--- Trecho para leitura ---

Trata-se de uma atitude típica de nativos digitais que mostram peculiaridades no funcionamento neurológico, diz o médico Leandro Teles, membro da Academia Brasileira de Neurologia (ABN). A atenção e a capacidade de elaborar estratégias são diferentes nesse grupo, para não falar da coordenação motora. Por isso, não é incomum que os jovens considerem a leitura uma atividade maçante e cansativa. “Essa é uma habilidade que pode estar carente em pessoas muito ligadas à tecnologia”, diz o neurologista.

Trivial que funciona
A nova geração está criando oportunidades para a gamificação e também implantando-a nas empresas. Carlos Augusto Santos, CEO da consultoria de gamificação Ludium, explica que a chegada ao mercado desses profissionais acelerou o entendimento das empresas sobre o conceito e a percepção de que ele atende aos anseios por satisfação e diversão nas relações e nos processos do ambiente de trabalho. 

O prazer, tão valorizado pela geração Y, é de fato um dos elementos que explicam por que a combinação de objetivos, desafios e recompensas funciona. Teles afirma que essas situações ativam o sistema dopaminérgico, responsável pelas sensações de prazer e bem-estar. Com mais dopamina no cérebro, as pessoas também ficam mais criativas, concentradas e propensas a aprender e memorizar conteúdos. “Em projetos bemsucedidos, as pessoas podem nem perceber que por meio de um programa de treinamento corporativo, por exemplo, estão exercitando habilidades que as tornarão mais qualificadas. Elas apenas se divertem diz Zichermann.

--- Dados registrados ---

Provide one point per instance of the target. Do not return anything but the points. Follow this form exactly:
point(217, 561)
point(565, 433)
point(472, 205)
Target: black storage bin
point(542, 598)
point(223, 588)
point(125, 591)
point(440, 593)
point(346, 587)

---
--- Dados registrados ---

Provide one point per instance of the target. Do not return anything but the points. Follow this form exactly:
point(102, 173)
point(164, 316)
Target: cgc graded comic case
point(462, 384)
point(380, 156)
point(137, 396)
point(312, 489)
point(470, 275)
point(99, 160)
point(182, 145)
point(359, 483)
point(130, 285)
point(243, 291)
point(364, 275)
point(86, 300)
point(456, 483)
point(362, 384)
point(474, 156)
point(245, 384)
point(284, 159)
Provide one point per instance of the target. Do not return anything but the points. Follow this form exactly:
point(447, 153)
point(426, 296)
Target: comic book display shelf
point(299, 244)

---

> **Exercícios a fazer**
[A] Pode repetir literalmente o trecho sobre gamificação, começando nas palavras que contêm "O prazer, tão" e parando depois de "divertem diz Zichermann."?
[B] As afirmações a seguir estão de acordo com o trecho sobre gamificação? Para cada uma, responda sim ou não e cite as palavras exatas do trecho que decidem.
(i) Leandro Teles é membro da Academia Brasileira de Neurologia.
(ii) O sistema dopaminérgico é responsável pela coordenação motora.
(iii) Com mais dopamina no cérebro, as pessoas ficam mais criativas.

> **Respostas por tarefa**
[A]
O prazer, tão valorizado pela geração Y, é de fato um dos elementos que explicam por que a combinação de objetivos, desafios e recompensas funciona. Teles afirma que essas situações ativam o sistema dopaminérgico, responsável pelas sensações de prazer e bem-estar. Com mais dopamina no cérebro, as pessoas também ficam mais criativas, concentradas e propensas a aprender e memorizar conteúdos. “Em projetos bemsucedidos, as pessoas podem nem perceber que por meio de um programa de treinamento corporativo, por exemplo, estão exercitando habilidades que as tornarão mais qualificadas. Elas apenas se divertem diz Zichermann.

[B]
(i) Sim: "membro da Academia Brasileira de Neurologia (ABN)".
(ii) Não: "responsável pelas sensações de prazer e bem-estar".
(iii) Sim: "Com mais dopamina no cérebro, as pessoas também ficam mais criativas".